» **EXCERPTED TEXT**

If the new technique has allowed Curiosity to gather a sample – at the time of writing this article, NASA had yet to provide an update on the operation – the engineering team will immediately begin testing a new process for delivering that sample to the rover’s internal laboratories. This is again a complex process, which in the past has involved the drill feed mechanism to transfer material gathered by the drill to another mechanism called CHIMRA (Collection and Handling for In-Situ Martian Rock Analysis), also mounted on the rover’s turret. CHIMRA sieves and sorts the material, grading it by size and coarseness before transferring it to the rover’s science suite, located in Curiosity’s main body.

Curiosity’s “fingers”: the five instruments on the rover’s turret, including the drill with the feed mechanism motors behind it and the two angled contact posts clearly visible, and the CHIMRA system used for sieving and sorting sample material gathered by both its own scoop (for surface material) and the drill (for rock samples). Credit: NASA 

Success with both the drilling operation and same transfer will mean – allowing for fine-tuning and other adjustments – the drill could be re-entering regular use in the near future.

WFIRST and OCO to Survive?

In February 2018, NASA Fiscal Year 2019 budget gained its first public airing (see here for more). It contained the surprising revelation that the Wide Field Infra-Red Survey Telescope (WFIRST) was to receive no funding beyond 2018, effectively cancelling it.

Billed as a cousin to the Hubble Space Telescope, WFIRST uses an existing 2.4 metre primary mirror originally made for Hubble, but which has a shorter a shorter focal length. This, coupled with no fewer than 18 sensors built into the telescope’s camera (Hubble only has a single sensor), would give WFIRST the ability to image the sky with the same sensitivity as Hubble, but over an area 100 times larger. To put this in perspective: where Hubble can produce a poster for your living room wall with a single image, WFIRST would be able to decorate the entire side of your house.

» **DATA SECTION**
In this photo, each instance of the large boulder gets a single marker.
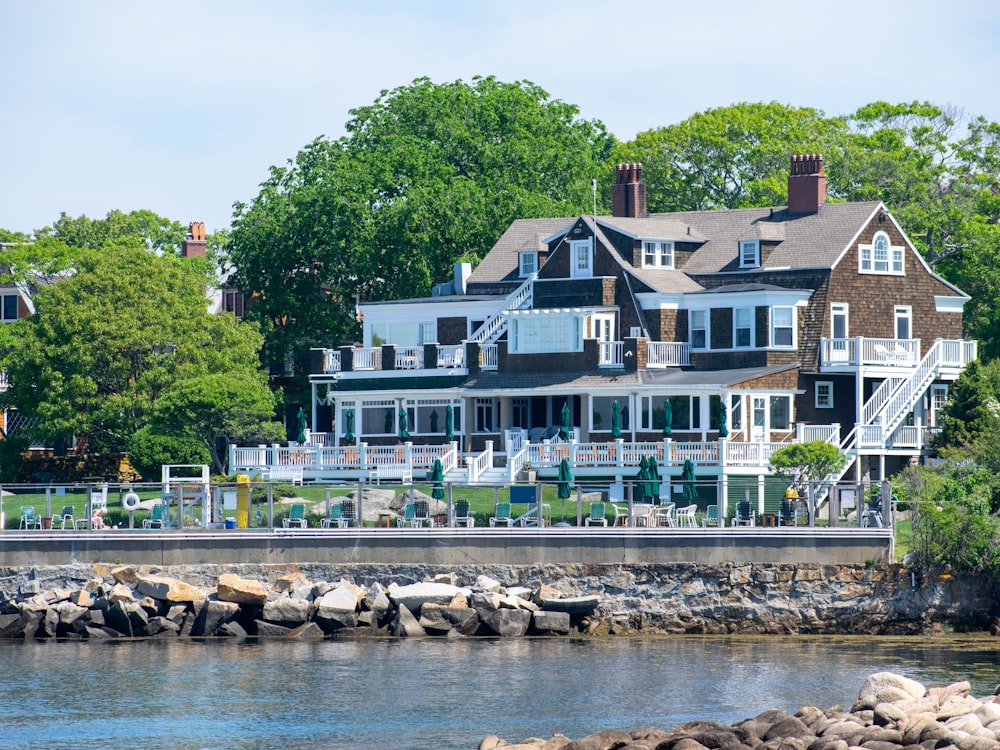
(415, 595)
(232, 588)
(166, 589)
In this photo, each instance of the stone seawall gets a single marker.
(674, 598)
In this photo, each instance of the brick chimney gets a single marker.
(628, 194)
(194, 245)
(806, 184)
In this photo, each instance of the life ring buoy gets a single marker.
(131, 501)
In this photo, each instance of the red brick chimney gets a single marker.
(628, 194)
(806, 184)
(194, 245)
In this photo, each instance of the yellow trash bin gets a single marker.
(242, 501)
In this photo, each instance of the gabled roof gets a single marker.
(501, 263)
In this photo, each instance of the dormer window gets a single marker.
(749, 253)
(657, 254)
(881, 256)
(528, 263)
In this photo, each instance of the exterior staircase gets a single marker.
(495, 326)
(891, 402)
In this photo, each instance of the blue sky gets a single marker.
(181, 107)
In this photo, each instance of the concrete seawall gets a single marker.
(450, 547)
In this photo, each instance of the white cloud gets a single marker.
(181, 107)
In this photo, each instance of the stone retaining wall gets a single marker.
(101, 601)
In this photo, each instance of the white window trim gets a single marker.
(754, 246)
(707, 329)
(794, 326)
(902, 311)
(736, 327)
(827, 403)
(662, 251)
(521, 257)
(575, 271)
(895, 256)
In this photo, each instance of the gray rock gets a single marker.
(508, 623)
(550, 622)
(290, 612)
(406, 624)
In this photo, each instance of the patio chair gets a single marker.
(30, 519)
(745, 514)
(68, 516)
(501, 515)
(665, 515)
(350, 514)
(407, 518)
(422, 513)
(155, 520)
(336, 517)
(296, 517)
(463, 514)
(596, 517)
(686, 516)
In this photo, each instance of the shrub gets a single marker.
(148, 452)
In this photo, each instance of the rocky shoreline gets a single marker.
(102, 600)
(892, 713)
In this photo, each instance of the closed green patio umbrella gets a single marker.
(690, 491)
(654, 478)
(349, 426)
(565, 477)
(616, 420)
(302, 422)
(641, 487)
(564, 428)
(437, 476)
(721, 412)
(403, 434)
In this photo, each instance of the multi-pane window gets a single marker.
(881, 256)
(657, 254)
(529, 263)
(749, 253)
(743, 327)
(9, 307)
(698, 328)
(783, 327)
(824, 394)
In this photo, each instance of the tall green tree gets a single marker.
(107, 341)
(427, 175)
(729, 157)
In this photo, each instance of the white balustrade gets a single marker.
(668, 354)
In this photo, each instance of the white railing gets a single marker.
(611, 354)
(367, 359)
(828, 433)
(668, 354)
(495, 325)
(331, 360)
(488, 357)
(451, 355)
(482, 462)
(409, 357)
(867, 351)
(751, 454)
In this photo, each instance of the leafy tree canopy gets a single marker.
(427, 175)
(111, 338)
(800, 463)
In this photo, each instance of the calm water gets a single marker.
(437, 694)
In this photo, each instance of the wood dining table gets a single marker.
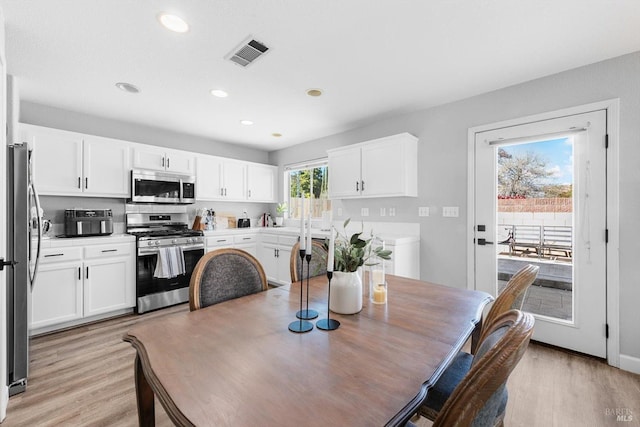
(236, 363)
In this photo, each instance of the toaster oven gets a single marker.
(88, 222)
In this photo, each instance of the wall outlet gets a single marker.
(450, 211)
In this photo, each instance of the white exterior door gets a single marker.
(584, 327)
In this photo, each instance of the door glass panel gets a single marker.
(535, 222)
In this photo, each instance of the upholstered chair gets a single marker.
(511, 297)
(225, 274)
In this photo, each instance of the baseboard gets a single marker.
(630, 363)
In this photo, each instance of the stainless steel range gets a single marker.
(157, 234)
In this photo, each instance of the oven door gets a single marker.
(153, 292)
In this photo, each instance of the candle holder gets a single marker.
(302, 325)
(328, 324)
(306, 314)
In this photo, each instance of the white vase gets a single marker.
(346, 293)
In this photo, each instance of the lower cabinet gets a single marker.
(57, 294)
(275, 256)
(78, 282)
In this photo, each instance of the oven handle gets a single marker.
(155, 250)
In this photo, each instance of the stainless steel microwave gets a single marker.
(149, 186)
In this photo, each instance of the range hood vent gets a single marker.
(247, 52)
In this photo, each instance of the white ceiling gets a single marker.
(373, 59)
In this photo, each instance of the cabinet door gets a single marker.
(107, 163)
(57, 294)
(180, 162)
(261, 183)
(344, 173)
(235, 183)
(148, 157)
(57, 160)
(386, 169)
(108, 285)
(209, 178)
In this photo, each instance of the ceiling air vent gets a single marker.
(247, 52)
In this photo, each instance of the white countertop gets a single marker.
(389, 238)
(57, 242)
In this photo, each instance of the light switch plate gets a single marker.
(450, 211)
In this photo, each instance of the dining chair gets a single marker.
(317, 265)
(511, 297)
(225, 274)
(480, 400)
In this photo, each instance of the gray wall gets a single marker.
(42, 115)
(442, 159)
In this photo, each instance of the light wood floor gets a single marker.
(84, 377)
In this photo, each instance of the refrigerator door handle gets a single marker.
(36, 198)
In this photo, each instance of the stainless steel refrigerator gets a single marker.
(24, 234)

» **OBJECTIVE 1**
Retype the part of the space news excerpt that opens with the words containing "Success with both" and closes with "the near future.".
» **OBJECTIVE 2**
Answer these questions using the space news excerpt:
(a) What does the name CHIMRA stand for?
(b) How many sensors are built into the WFIRST camera?
(c) How much larger an area than Hubble would WFIRST image at the same sensitivity?
» **OBJECTIVE 3**
Write a continuation of the space news excerpt, starting after its last sentence.

» **TASK RESPONSE 1**
Success with both the drilling operation and same transfer will mean – allowing for fine-tuning and other adjustments – the drill could be re-entering regular use in the near future.

» **TASK RESPONSE 2**
(a) Collection and Handling for In-Situ Martian Rock Analysis
(b) 18
(c) 100 times larger

» **TASK RESPONSE 3**
WFIRST’s layout and instruments. Credit: NASA

The White House rationale for cancelling WFIRST was that it “overlaps” the James Webb Space Telescope (JWST), and that “good” science can be conducted with “cheaper” missions – an ironic statement given that despite a small increase in projected cost, WFIRST would be one of the most cost-effective NASA deep space missions, thanks to its use of available elements.

It now appears this latter fact hasn’t been lost of Congress. On May 17th, 2018 House appropriators approved a spending bill that restores US$150 million out of a requested US $302 million funding for WFIRST. It is now anticipated that the Senate will also approve the reinstatement of funding. While not the full amount, it is enough to keep WFIRST moving forward.

Also targeted for cancellation in the FY 2019 budget were a number of Earth Science programmes, including the Orbiting Carbon Observatory (OCO) 3 science suite, intended to provide global space-based observations of atmospheric carbon dioxide (CO2). Already built, and intended for deployment to the space station OCO 3’s cancellation appeared particularly pointless. However, during a NASA Town Hall meeting on May 18th, 1028, newly appointed Administrator James Bridenstine stated OCO 3 will fly to the ISS in January 2019.

TESS Returns Test Image

NASA’s new exoplanet hunter, the Transiting Exoplanet Survey Satellite (TESS), has taken two important steps towards reaching operational status.

Launched from Cape Canaveral Air Force Station atop a SpaceX Falcon 9 booster on Wednesday, April 18th. TESS is en route to a “2:1 lunar resonant orbit“, balancing it between the gravitational effects of the Moon and Earth, while it will remain in a stable observational position that could last for decades while it seeks exoplanets.

An artist’s impression of TESS passing by the Moon on May 17th, 2018. NASA Goddard Space Flight Centre

On May 17th, 2018, TESS completed a lunar flyby, coming to within 8,000 kilometres (5,000 miles) of the Moon’s surface in a gravity assist manoeuvre designed to push it towards its final Earth / Moon orbit without using any fuel. A final thruster burn is due to take place n May 30th to establish TESS in this final orbit.

In the meantime, as part of the commissioning and calibration process for the observatory’s imaging and science systems, the TESS science team ordered one of the four cameras on the satellite to take a two-second test exposure. Focused on the southern constellation Centaurus, the image reveals more than 200,000 stars. It is just a small sample of the images TESS will be able to capture. With all four cameras operational, it will cover more than 400 times as much sky during its initial two-year primary mission.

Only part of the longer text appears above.